- [What is needed] Reproduce word for word the passage of the Lindsey Stirling profile starting at "Growing up in" and ending at "World-style rock band.".

---------- Source document ----------

Lindsey Stirling: Defying Labels

Competition has shaped Lindsey Stirling’s music career, but unlike dozens of reality television winners and runners up, it has not defined her. Perhaps that’s because after the violinist, who combines elements of electronic dance music with pop and classical—all while performing choreographed dance routines—was humiliatingly eliminated from the 2010 quarterfinal round on America’s Got Talent, she had to restart from square one.

“I tried to work with a record label, I tried to work with a booking agency, variety shows, I went to Vegas,” Stirling says. “I just tried everything I could think of, and nothing took. No one thought there was a place for my style and my music; it was just too different.”

Stirling’s exit from the fifth season of AGT, on which she was labeled a “hip-hop violinist,” particularly the cynical remarks of judge Piers Morgan, nearly ended her career. But it was another competition that gave her the idea to combine her loves of the violin and dancing in the first place.

Growing up in suburban Phoenix, the 29-year-old would go with her parents and sisters to orchestra concerts and dance recitals as often as possible. Stirling’s parents also exposed her to classical records at home. She began to look up to first-chair violinists as rock stars.
Because her parents couldn’t afford both dance classes and violin lessons, she chose the violin—the dancing came later and was self-taught. In high school, she played violin in a Jimmy Eat World-style rock band.

---------- Data provided ----------

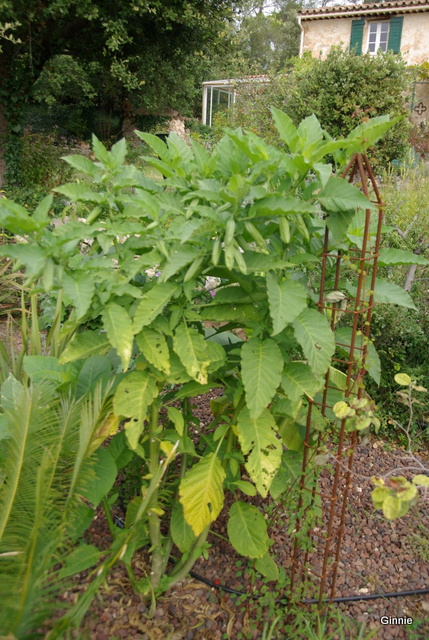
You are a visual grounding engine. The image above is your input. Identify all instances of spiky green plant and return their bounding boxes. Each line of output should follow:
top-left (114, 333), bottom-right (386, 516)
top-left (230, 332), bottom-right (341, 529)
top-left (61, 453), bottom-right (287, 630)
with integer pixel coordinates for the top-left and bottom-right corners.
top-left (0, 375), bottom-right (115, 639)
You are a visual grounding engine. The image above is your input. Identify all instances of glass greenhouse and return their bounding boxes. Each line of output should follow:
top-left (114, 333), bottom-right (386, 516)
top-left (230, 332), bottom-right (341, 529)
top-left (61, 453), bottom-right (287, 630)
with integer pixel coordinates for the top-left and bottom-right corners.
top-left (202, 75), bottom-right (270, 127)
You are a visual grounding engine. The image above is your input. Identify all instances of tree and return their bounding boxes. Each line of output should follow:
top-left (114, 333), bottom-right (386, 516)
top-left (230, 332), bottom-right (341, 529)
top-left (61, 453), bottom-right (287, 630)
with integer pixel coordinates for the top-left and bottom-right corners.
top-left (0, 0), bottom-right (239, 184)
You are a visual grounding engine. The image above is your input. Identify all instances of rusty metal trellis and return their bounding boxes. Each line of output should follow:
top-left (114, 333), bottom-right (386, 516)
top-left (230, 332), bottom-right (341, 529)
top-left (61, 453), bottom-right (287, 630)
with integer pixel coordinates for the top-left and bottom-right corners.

----------

- [Solution to the exercise]
Growing up in suburban Phoenix, the 29-year-old would go with her parents and sisters to orchestra concerts and dance recitals as often as possible. Stirling’s parents also exposed her to classical records at home. She began to look up to first-chair violinists as rock stars.
Because her parents couldn’t afford both dance classes and violin lessons, she chose the violin—the dancing came later and was self-taught. In high school, she played violin in a Jimmy Eat World-style rock band.